Each line of the material below needs to be returned exactly as written.
···
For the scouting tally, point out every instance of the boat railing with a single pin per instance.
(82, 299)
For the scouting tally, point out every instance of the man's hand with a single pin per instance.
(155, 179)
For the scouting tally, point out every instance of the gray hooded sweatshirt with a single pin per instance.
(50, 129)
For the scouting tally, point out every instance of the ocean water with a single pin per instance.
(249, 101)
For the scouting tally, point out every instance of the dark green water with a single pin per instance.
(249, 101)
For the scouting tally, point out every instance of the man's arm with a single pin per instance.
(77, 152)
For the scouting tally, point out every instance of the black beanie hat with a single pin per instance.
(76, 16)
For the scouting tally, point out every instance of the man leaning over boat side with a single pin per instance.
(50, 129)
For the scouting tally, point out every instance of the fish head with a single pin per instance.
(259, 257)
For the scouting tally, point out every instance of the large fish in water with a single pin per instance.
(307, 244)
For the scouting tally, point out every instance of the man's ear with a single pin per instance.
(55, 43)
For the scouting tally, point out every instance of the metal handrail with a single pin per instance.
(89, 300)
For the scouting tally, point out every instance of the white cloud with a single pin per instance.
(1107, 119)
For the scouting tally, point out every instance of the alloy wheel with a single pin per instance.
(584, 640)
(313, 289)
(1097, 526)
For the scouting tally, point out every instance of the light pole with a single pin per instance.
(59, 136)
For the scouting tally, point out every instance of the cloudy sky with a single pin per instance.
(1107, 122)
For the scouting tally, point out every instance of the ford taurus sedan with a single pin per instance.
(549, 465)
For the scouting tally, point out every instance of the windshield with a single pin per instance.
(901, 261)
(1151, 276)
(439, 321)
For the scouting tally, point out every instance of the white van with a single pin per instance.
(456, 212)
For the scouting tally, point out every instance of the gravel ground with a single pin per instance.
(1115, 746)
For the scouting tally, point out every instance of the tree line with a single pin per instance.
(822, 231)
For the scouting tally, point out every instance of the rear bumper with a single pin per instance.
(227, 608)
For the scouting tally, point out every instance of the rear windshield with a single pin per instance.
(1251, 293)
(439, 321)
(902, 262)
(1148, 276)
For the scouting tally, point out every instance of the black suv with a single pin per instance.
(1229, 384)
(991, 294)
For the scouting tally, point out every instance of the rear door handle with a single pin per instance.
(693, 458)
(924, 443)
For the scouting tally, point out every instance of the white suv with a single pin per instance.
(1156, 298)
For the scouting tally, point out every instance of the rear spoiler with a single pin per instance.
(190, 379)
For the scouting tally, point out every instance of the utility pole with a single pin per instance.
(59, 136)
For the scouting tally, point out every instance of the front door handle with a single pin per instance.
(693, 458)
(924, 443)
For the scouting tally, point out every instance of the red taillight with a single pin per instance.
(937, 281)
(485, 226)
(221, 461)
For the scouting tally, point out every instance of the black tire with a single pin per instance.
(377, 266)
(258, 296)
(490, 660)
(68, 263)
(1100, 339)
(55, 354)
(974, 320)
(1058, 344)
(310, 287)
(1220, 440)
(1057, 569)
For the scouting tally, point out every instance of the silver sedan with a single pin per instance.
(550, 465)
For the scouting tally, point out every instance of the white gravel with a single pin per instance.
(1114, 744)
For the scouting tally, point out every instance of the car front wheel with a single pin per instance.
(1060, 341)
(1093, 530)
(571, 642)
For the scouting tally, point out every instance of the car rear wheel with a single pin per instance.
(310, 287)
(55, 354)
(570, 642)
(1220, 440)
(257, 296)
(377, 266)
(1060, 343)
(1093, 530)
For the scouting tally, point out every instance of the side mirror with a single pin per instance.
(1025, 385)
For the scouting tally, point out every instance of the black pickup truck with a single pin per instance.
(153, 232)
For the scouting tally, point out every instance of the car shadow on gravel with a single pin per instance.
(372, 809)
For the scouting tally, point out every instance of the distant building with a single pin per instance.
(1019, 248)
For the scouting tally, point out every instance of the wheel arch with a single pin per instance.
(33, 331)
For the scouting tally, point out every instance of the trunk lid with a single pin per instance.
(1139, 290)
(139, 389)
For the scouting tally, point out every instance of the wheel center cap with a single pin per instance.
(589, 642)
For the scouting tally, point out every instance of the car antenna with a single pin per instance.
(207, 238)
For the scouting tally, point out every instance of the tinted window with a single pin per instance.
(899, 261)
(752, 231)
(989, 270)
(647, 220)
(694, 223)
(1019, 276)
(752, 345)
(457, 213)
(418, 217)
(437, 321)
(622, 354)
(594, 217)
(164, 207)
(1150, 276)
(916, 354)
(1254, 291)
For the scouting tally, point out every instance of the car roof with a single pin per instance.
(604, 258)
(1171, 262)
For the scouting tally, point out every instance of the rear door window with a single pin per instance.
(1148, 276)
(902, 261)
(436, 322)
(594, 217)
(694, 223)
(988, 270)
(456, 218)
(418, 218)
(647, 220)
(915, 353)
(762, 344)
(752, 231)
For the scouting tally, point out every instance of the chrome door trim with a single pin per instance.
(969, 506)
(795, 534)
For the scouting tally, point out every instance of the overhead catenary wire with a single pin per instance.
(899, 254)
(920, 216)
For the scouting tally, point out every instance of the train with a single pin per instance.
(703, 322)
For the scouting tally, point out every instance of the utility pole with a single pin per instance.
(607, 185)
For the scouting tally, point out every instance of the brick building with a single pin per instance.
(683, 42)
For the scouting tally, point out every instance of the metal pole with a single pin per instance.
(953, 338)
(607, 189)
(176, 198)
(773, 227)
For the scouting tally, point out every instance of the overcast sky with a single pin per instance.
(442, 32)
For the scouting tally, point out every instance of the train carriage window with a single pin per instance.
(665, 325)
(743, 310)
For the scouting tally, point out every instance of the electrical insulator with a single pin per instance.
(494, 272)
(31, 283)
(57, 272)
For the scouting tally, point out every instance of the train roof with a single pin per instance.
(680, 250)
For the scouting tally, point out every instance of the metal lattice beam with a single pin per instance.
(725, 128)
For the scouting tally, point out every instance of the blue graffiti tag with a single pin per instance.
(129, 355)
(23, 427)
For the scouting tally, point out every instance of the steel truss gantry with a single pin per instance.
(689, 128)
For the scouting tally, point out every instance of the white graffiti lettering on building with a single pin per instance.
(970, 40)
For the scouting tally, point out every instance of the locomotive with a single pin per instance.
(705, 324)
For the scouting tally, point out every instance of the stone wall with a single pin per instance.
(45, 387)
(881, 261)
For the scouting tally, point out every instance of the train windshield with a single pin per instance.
···
**Completed task**:
For the scouting tally, point out every instance of the boat railing with a single pin per instance.
(82, 299)
For the scouting tally, point out every instance of the man's hand with a single pin per instance.
(155, 179)
For the scouting tally, point out every instance of the gray hooded sweatshirt with a single pin per instance.
(50, 129)
For the scouting tally, point out every instance of the ocean water with a single pin per instance.
(249, 101)
For the scouting tally, point out every instance of the dark green water with a single pin per instance.
(249, 101)
For the scouting tally, point out every instance of the man's arm with a single pin per instance.
(77, 152)
For the scouting tally, point out every instance of the black beanie hat with a single pin per instance.
(76, 16)
For the scouting tally, point out every instance of the man leaning over boat side with a single pin per instance.
(50, 129)
For the scouting tally, point out every instance of the fish head with a single pin per instance.
(259, 257)
For the scouting tally, point out every instance of the large fish in water with a single pin per instance.
(307, 244)
For the scouting tally, point out every instance of the man's ear with a single pin per instance.
(55, 43)
For the scouting tally, point out every instance of the metal handrail with a single pin per instance.
(89, 300)
For the scouting tally, point out every instance of the white cloud with a single pin per instance.
(1107, 119)
For the scouting tally, point out every instance of the alloy wheel with a single pin per instance.
(584, 640)
(313, 289)
(1097, 526)
For the scouting tally, point out every instance of the light pole with a single pin per instance.
(59, 136)
For the scouting tally, point out every instance of the cloudy sky with a single pin per instance.
(1107, 122)
For the scouting tally, point out every instance of the ford taurus sedan with a single pin per instance.
(549, 465)
For the scouting tally, point out every instance of the windshield with a single pin per instance.
(901, 261)
(1151, 276)
(439, 321)
For the scouting tally, point out every instance of the white van with a single pin per instance.
(456, 212)
For the scouting tally, point out every instance of the gravel ground with a single pin per instance.
(1115, 746)
For the scouting tally, point out every instance of the tree line with a single pin per instance.
(822, 231)
For the scouting tally, point out every instance of the rear bumper with a single pin per instance.
(227, 608)
For the scouting tally, point out every instance of the rear windshield with a single pin per instance.
(1251, 293)
(439, 321)
(902, 262)
(1148, 276)
For the scouting tally, point out every instance of the black suv with a single pin per instance.
(1229, 384)
(991, 294)
For the scouting tally, point out every instance of the rear door handle with a single pin per instance.
(693, 458)
(924, 443)
For the scouting tally, point out every instance of the white suv with a single pin per instance.
(1156, 298)
For the scouting tally, point out every instance of the rear spoiler with a single pin per instance.
(190, 379)
For the scouting tally, point out every instance of the utility pole with a single pin per instance.
(59, 136)
For the scouting tally, point out every instance of the front door handle with a single pin per instance.
(693, 458)
(924, 443)
For the scouting tally, point out every instance of the red taillight with a single pin per instance.
(937, 281)
(485, 226)
(221, 461)
For the scouting tally, point out every instance of the black tire with a single pin per instance.
(377, 266)
(258, 296)
(490, 660)
(68, 263)
(1100, 339)
(55, 354)
(974, 320)
(1058, 344)
(310, 287)
(1220, 440)
(1057, 569)
For the scouting tally, point out every instance of the silver sedan with a single pin per instance.
(550, 465)
For the scouting tally, point out every instance of the white gravel with a single pin per instance.
(1114, 744)
For the scouting tally, point out every instance of the car front wheel with a single pin per instance.
(1060, 341)
(1093, 530)
(571, 642)
For the scouting tally, point out every instance of the car rear wheel with a single pin per instance.
(310, 287)
(55, 354)
(570, 642)
(1220, 440)
(257, 296)
(377, 266)
(1060, 343)
(1093, 530)
For the scouting tally, point out every instance of the side mirror with a single pin per instance.
(1025, 385)
For the scouting tally, point out every instance of the black pickup truck with a single pin per instance.
(153, 232)
For the scouting tally, point out every instance of the car shadow on gravel with a single pin per instance.
(372, 809)
For the scouting tally, point out every instance of the distant building with a single pin per instance.
(1019, 248)
For the scouting tally, point out every instance of the wheel arch with a single pin per instance.
(33, 331)
For the scouting tally, point out every instance of the trunk lid with a single pin per instance.
(1139, 290)
(139, 389)
For the scouting tally, point out every instance of the wheel center cap with a single pin per instance.
(589, 642)
For the scouting tally, point out every instance of the car antenna with a single pin per instance.
(207, 238)
For the scouting tally, point out every instance of the tinted window with a single pin per instance.
(899, 261)
(752, 231)
(989, 270)
(647, 220)
(694, 223)
(1019, 276)
(752, 345)
(457, 213)
(418, 217)
(437, 321)
(622, 354)
(594, 217)
(164, 207)
(1150, 276)
(916, 354)
(1254, 291)
For the scouting tally, point out every instance of the car roof with a single pin per instance.
(604, 258)
(1171, 262)
For the scouting tally, point out every instance of the rear door window with a single pin per instance.
(1148, 276)
(902, 261)
(436, 322)
(594, 217)
(694, 223)
(988, 270)
(456, 218)
(418, 218)
(647, 220)
(915, 353)
(762, 344)
(752, 231)
For the scouting tally, point out every instance of the chrome door trim with a single pin per instance.
(969, 506)
(795, 534)
For the scouting tally, point out every instance of the overhead catenary wire with a single pin per instance.
(899, 254)
(920, 216)
For the scouting tally, point out every instance of the train with a single pin per instance.
(703, 322)
For the scouting tally, point out every instance of the utility pole with a single pin per instance.
(607, 185)
For the scouting tally, point out every instance of the brick building with a single pin per instance.
(683, 42)
For the scouting tally, point out every instance of the metal pole with a single pin per instance.
(953, 338)
(607, 189)
(176, 198)
(773, 227)
For the scouting tally, point out every instance of the overcast sky with a single pin per instance.
(442, 32)
For the scouting tally, point out every instance of the train carriage window with a single pin per instance.
(665, 325)
(743, 310)
For the scouting tally, point out every instance of the electrical insulator with a single pin per instance.
(494, 272)
(31, 283)
(57, 272)
For the scouting tally, point out every instance of the train roof with a single pin per instance.
(680, 250)
For the scouting tally, point out every instance of the metal lattice beam with a single pin per instance.
(725, 128)
For the scouting tally, point out every instance of the blue graffiti tag with a single pin per instance.
(129, 355)
(23, 427)
For the scouting tally, point out every instance of the steel truss gantry with a single pin per instance.
(689, 128)
For the scouting tally, point out every instance of the white graffiti lettering on building with a single pin per instance.
(970, 40)
For the scouting tally, point out every instance of the locomotive with a single pin per instance.
(705, 324)
For the scouting tally, point out every instance of the stone wall with a single pin per instance.
(45, 387)
(881, 261)
For the scouting tally, point out every instance of the train windshield with a single pin per instance.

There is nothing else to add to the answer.